Aufgabe
Entnehmen Sie den nachstehenden Daten die Zeilen von der Zeile mit „Put a point on the shoulder, one“ bis zur Zeile mit „Query: shoulder“, beide eingeschlossen. Geben Sie diese Zeilen unverändert wieder.

Datensätze zur Positionsmarkierung
____________
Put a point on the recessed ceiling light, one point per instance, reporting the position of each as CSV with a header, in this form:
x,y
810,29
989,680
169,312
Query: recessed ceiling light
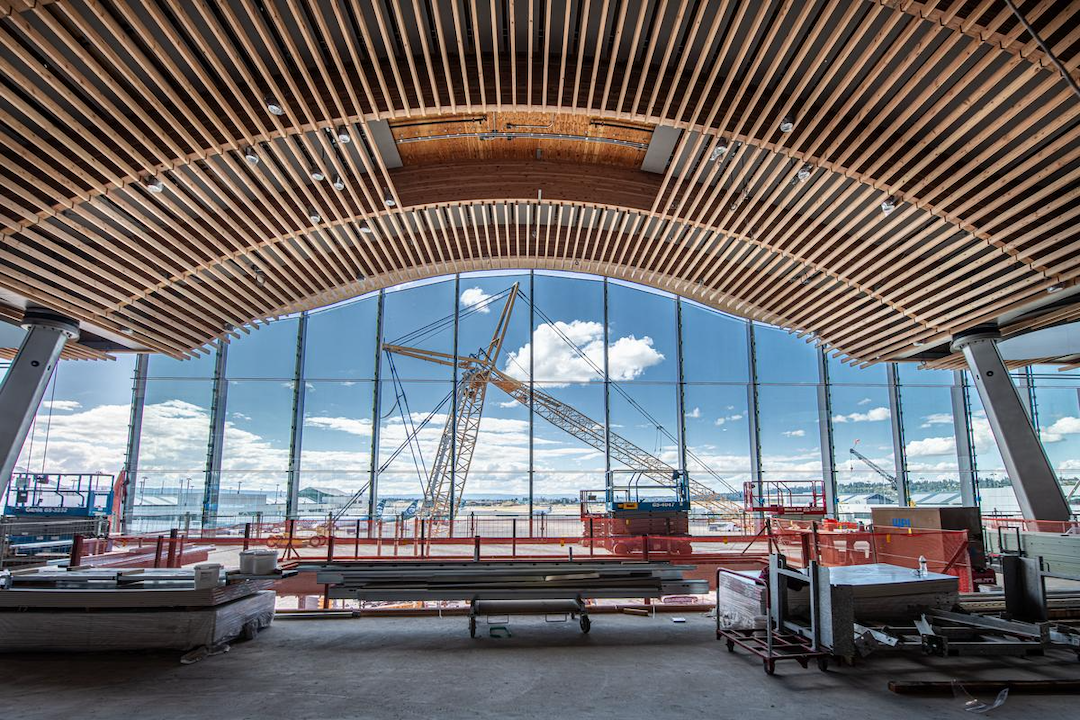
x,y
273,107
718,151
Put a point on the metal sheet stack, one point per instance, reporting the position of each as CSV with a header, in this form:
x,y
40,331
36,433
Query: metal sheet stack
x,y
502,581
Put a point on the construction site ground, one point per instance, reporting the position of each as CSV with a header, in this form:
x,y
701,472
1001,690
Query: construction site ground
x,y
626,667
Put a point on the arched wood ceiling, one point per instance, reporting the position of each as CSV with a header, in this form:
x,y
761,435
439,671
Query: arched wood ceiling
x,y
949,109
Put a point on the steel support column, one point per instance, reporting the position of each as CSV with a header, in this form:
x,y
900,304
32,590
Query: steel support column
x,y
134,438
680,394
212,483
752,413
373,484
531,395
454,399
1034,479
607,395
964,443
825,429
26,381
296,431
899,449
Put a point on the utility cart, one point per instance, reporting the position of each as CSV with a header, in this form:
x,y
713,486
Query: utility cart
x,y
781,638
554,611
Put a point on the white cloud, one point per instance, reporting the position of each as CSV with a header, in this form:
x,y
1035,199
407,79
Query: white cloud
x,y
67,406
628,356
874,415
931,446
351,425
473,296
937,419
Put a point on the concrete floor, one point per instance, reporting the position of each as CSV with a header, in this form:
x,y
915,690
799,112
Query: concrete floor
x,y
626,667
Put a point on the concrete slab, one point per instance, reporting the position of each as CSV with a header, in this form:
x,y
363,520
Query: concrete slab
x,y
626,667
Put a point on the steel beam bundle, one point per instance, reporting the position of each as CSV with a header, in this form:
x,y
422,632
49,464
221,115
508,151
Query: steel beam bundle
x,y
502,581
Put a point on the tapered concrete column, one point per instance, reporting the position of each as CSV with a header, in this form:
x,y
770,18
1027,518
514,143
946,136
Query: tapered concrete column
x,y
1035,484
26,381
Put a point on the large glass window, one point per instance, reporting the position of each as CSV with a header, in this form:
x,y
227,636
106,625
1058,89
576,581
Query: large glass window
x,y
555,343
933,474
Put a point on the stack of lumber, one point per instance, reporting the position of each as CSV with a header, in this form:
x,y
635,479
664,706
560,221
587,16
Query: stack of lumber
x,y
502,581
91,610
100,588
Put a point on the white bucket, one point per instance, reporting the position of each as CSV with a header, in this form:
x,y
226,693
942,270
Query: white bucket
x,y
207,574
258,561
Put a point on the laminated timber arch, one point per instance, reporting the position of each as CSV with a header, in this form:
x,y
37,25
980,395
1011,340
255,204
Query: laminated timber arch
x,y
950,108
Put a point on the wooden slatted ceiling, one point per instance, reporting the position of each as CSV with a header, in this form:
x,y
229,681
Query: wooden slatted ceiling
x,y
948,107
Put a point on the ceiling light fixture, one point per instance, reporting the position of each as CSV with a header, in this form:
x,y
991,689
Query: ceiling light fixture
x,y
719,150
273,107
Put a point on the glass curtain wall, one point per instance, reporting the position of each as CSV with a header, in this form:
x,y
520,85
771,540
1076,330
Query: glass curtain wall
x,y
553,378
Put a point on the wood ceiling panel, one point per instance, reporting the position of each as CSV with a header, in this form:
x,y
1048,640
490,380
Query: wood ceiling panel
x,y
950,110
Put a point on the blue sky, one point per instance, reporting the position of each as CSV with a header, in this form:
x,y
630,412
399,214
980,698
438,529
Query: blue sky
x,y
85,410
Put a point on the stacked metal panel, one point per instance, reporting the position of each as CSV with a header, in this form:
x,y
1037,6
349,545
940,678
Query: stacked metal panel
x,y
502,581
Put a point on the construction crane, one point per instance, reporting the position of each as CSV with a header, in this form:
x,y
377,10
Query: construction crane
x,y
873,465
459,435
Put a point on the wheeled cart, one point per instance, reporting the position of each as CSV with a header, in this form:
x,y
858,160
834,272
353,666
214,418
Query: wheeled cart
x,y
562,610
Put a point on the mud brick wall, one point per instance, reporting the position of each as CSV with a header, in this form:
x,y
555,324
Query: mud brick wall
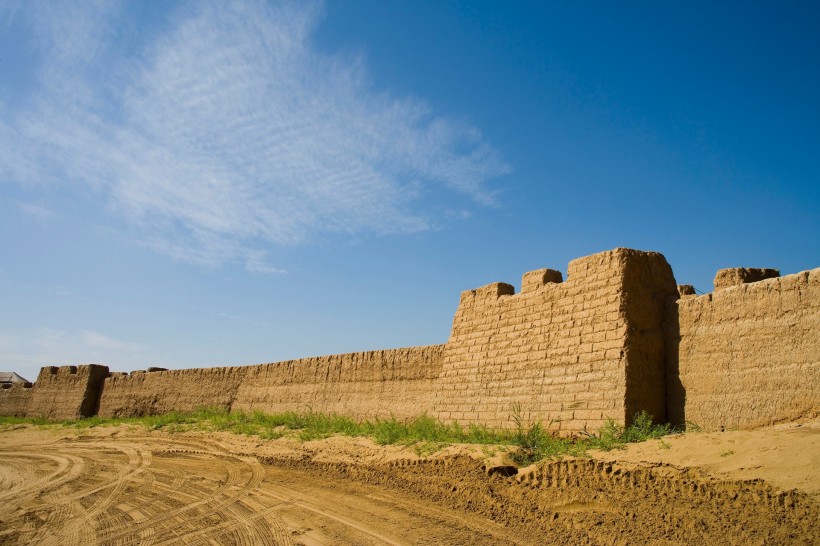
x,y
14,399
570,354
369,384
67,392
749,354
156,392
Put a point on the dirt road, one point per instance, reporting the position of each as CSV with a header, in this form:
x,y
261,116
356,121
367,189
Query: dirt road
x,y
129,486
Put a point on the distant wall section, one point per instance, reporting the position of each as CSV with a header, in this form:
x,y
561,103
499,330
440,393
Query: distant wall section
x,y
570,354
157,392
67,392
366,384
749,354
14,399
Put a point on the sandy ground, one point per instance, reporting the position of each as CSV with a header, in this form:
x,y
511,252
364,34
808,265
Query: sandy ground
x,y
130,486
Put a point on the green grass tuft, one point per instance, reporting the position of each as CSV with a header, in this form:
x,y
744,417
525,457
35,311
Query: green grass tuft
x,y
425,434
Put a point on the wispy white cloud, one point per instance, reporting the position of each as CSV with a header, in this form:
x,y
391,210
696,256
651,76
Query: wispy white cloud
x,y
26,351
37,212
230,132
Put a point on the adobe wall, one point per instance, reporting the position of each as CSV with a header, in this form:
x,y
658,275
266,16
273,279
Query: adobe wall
____________
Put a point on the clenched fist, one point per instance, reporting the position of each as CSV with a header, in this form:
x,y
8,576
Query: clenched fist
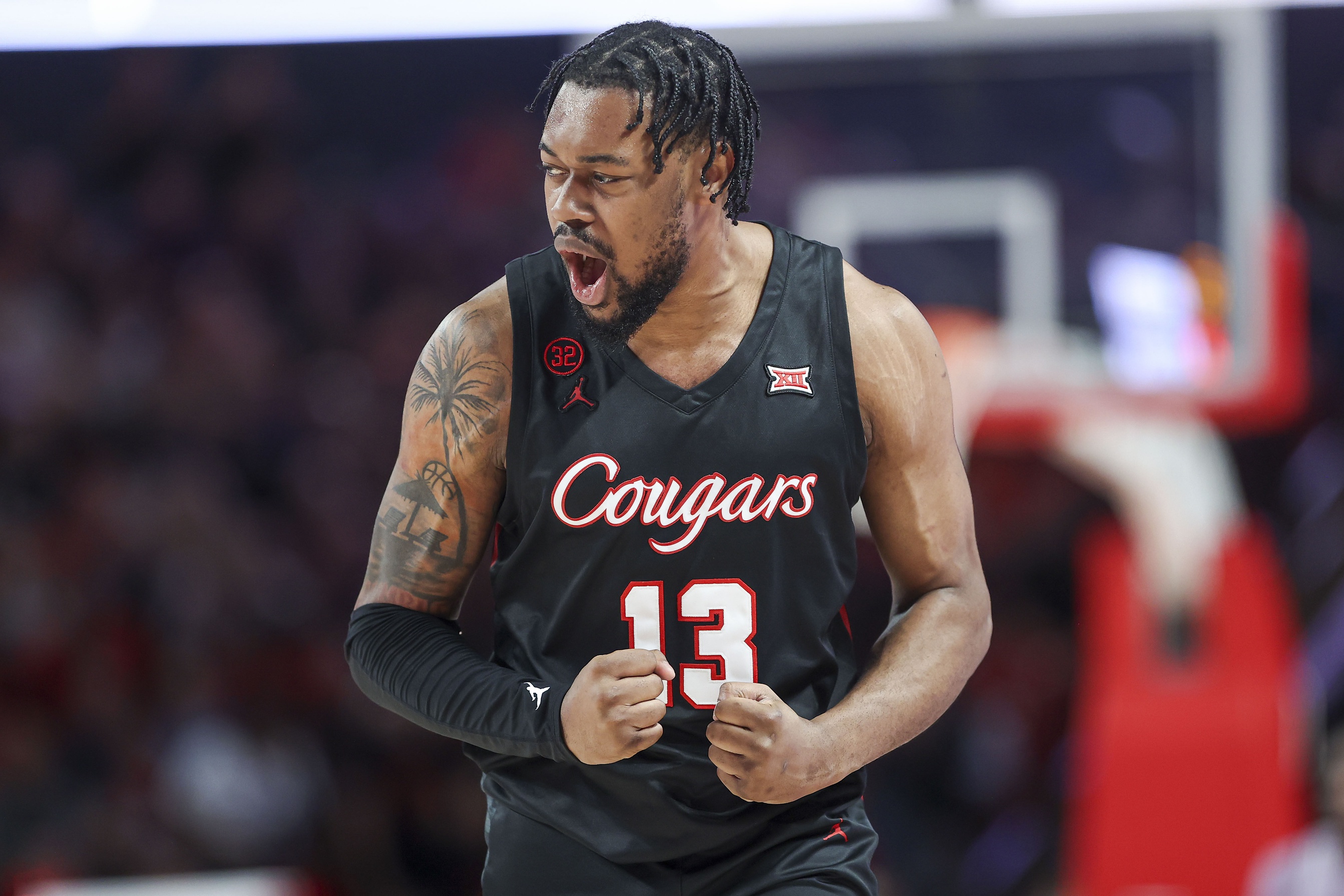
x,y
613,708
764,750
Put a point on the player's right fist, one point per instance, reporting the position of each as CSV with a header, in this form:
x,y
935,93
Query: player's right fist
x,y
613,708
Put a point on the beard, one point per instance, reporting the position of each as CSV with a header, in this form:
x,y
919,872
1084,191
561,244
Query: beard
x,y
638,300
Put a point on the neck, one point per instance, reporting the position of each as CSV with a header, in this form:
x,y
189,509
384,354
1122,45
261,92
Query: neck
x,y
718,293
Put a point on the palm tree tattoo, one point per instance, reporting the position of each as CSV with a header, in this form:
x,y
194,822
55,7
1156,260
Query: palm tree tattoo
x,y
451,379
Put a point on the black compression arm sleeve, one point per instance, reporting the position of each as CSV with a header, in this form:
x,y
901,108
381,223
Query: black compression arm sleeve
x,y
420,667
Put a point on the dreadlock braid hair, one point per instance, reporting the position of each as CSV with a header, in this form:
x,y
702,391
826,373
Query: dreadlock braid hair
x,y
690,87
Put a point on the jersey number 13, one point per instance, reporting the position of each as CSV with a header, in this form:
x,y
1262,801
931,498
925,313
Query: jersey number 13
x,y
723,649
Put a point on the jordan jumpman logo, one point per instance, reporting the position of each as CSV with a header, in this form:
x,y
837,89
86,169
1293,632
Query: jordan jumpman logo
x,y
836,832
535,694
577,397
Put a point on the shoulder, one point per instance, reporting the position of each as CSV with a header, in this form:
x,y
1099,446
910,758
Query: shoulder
____________
Lösung
Put a point on the shoulder, one point per instance, reporting the position of each as CSV with a header, in this form:
x,y
1099,446
910,758
Query: shoulder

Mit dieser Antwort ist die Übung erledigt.